#### [WORK INSTRUCTIONS]
List every line in the entries below that contains the word "hoof", matching case exactly.

#### [MATERIAL FOR THE TASK]

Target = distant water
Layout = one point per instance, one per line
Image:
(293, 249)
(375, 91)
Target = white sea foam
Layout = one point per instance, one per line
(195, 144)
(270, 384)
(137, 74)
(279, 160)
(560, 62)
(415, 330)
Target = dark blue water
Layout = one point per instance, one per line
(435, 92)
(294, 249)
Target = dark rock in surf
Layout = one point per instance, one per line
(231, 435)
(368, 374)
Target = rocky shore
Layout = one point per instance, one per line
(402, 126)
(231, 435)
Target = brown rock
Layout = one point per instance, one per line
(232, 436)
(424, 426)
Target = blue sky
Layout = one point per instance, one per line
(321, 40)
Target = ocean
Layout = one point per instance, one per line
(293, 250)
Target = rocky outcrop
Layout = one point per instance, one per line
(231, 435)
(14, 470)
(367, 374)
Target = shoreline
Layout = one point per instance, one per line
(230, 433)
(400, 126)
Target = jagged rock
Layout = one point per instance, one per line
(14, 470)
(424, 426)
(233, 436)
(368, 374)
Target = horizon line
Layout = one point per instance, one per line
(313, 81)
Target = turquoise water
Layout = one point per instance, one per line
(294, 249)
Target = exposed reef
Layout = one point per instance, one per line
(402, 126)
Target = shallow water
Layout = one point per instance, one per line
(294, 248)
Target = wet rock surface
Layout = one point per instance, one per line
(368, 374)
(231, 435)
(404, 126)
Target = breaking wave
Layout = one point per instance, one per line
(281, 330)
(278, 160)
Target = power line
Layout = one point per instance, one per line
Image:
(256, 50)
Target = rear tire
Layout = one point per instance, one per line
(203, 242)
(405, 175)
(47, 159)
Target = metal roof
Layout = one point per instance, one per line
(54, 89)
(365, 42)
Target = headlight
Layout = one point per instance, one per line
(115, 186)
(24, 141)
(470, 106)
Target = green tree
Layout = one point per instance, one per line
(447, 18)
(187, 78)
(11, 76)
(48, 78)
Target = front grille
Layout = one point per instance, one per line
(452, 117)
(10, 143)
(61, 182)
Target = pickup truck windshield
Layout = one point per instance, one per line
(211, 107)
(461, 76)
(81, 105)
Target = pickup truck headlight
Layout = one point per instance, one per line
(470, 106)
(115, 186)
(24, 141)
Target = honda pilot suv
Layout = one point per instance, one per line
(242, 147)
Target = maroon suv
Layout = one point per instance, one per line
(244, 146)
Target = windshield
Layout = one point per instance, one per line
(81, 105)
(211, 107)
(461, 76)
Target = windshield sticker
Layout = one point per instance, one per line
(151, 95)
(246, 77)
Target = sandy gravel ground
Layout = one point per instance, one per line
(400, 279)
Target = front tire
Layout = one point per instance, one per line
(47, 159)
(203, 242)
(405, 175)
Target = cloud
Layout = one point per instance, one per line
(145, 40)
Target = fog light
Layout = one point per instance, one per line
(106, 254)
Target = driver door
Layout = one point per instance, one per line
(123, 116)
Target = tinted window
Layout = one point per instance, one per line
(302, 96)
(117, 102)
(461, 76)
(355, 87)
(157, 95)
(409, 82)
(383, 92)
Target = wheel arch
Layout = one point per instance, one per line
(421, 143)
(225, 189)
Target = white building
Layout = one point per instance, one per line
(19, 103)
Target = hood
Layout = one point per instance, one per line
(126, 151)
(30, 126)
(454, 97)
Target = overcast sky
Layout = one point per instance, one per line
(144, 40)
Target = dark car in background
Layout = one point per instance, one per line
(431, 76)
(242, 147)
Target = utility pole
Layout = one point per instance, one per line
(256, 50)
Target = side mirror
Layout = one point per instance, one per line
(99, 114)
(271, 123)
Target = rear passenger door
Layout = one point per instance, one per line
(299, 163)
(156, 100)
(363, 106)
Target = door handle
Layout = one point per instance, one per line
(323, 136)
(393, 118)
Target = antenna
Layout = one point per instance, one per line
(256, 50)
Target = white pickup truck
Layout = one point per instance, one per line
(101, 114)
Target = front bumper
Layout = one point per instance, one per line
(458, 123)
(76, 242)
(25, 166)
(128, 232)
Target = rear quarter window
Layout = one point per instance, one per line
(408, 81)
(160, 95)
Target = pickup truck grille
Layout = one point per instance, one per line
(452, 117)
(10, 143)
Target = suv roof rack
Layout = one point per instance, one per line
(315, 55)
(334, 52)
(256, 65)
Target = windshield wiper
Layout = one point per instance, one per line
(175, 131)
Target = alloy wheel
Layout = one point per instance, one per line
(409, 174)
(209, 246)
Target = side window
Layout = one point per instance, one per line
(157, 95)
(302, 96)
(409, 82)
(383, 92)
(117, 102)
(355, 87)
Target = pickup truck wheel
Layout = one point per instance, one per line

--

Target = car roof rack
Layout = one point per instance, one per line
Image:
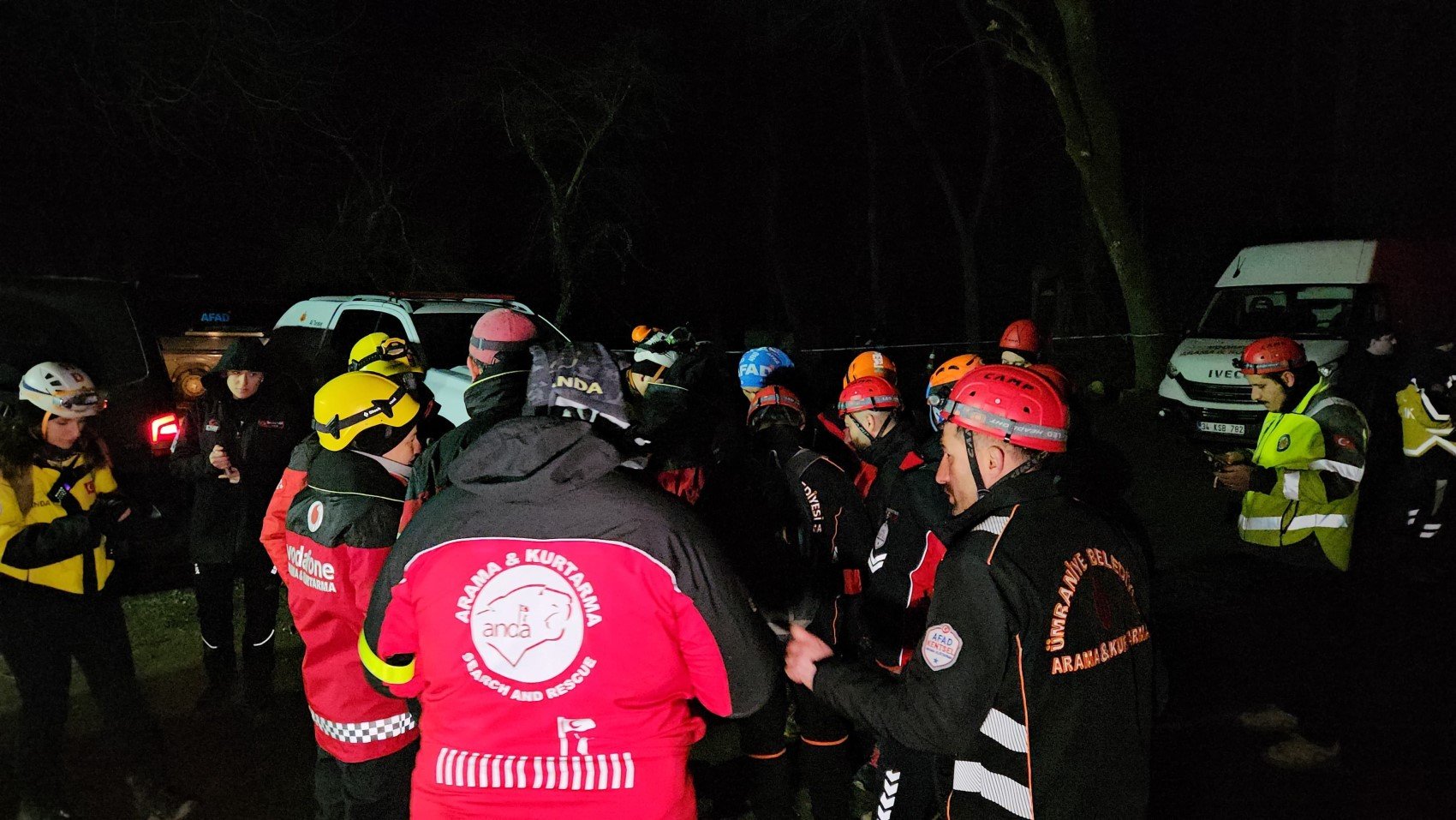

---

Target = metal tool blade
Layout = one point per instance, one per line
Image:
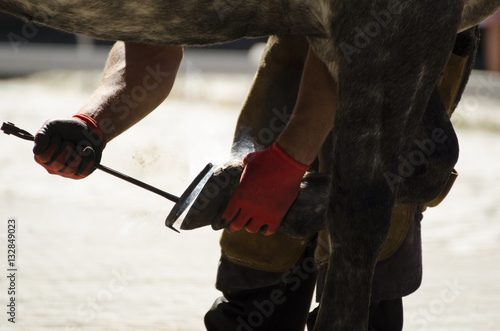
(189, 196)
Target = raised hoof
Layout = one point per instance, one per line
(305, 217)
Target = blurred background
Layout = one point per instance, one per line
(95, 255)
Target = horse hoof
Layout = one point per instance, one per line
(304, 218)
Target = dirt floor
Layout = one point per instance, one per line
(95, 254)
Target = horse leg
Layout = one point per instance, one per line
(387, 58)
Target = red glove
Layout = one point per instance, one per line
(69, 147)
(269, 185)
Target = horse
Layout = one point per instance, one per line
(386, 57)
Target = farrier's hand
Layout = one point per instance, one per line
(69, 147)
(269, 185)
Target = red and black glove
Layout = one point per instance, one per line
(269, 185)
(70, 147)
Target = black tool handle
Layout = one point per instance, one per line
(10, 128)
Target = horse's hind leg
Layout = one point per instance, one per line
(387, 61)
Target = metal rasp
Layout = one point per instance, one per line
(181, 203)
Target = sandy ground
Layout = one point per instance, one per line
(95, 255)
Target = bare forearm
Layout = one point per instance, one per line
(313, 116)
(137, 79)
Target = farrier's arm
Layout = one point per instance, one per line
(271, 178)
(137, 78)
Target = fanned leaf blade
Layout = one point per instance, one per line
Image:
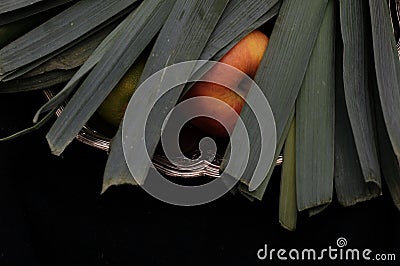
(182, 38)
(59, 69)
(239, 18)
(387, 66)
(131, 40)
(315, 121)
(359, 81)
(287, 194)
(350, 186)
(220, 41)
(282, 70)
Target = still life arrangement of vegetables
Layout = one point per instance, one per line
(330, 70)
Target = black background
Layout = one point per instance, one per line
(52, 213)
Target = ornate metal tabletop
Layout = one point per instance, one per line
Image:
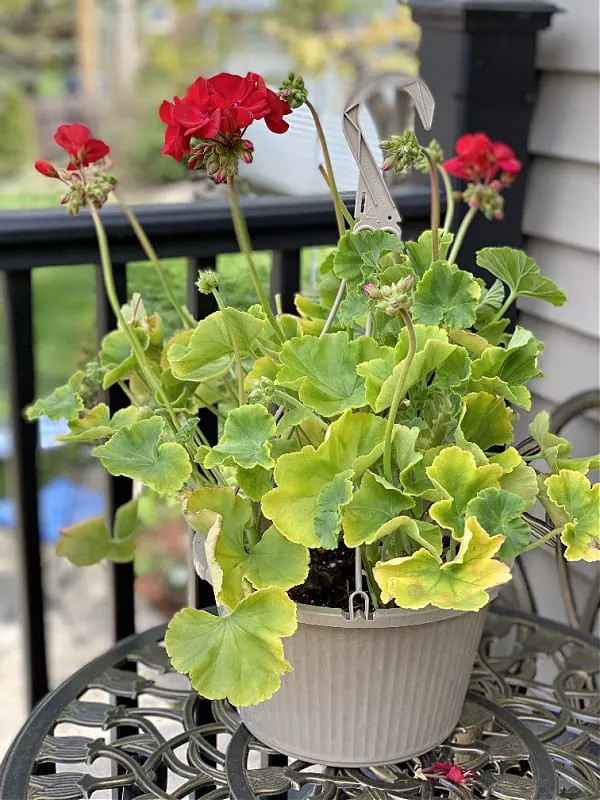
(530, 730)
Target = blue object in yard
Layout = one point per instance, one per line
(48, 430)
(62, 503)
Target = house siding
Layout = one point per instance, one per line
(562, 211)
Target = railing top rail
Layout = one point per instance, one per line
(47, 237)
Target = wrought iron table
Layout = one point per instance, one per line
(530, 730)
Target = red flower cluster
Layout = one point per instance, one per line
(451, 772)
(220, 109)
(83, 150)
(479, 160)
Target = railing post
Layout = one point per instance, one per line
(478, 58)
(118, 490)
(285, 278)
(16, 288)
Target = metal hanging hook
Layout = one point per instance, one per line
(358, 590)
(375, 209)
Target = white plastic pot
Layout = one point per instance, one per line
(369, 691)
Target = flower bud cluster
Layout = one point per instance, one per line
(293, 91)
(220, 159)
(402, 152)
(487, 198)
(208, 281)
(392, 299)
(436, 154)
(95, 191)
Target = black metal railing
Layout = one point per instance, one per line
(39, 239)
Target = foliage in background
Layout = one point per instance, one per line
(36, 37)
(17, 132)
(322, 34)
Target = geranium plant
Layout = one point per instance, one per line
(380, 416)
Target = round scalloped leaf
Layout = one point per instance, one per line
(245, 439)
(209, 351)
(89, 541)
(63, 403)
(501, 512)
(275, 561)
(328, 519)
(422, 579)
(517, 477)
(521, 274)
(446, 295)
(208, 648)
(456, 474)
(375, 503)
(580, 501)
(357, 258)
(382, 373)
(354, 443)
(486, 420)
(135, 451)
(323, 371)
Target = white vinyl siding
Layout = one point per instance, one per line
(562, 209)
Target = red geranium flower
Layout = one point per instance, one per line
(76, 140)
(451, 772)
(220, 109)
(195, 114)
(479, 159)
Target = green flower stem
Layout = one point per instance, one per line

#### [EXERCISE SOLUTION]
Target = raised hoof
Target = horse hoof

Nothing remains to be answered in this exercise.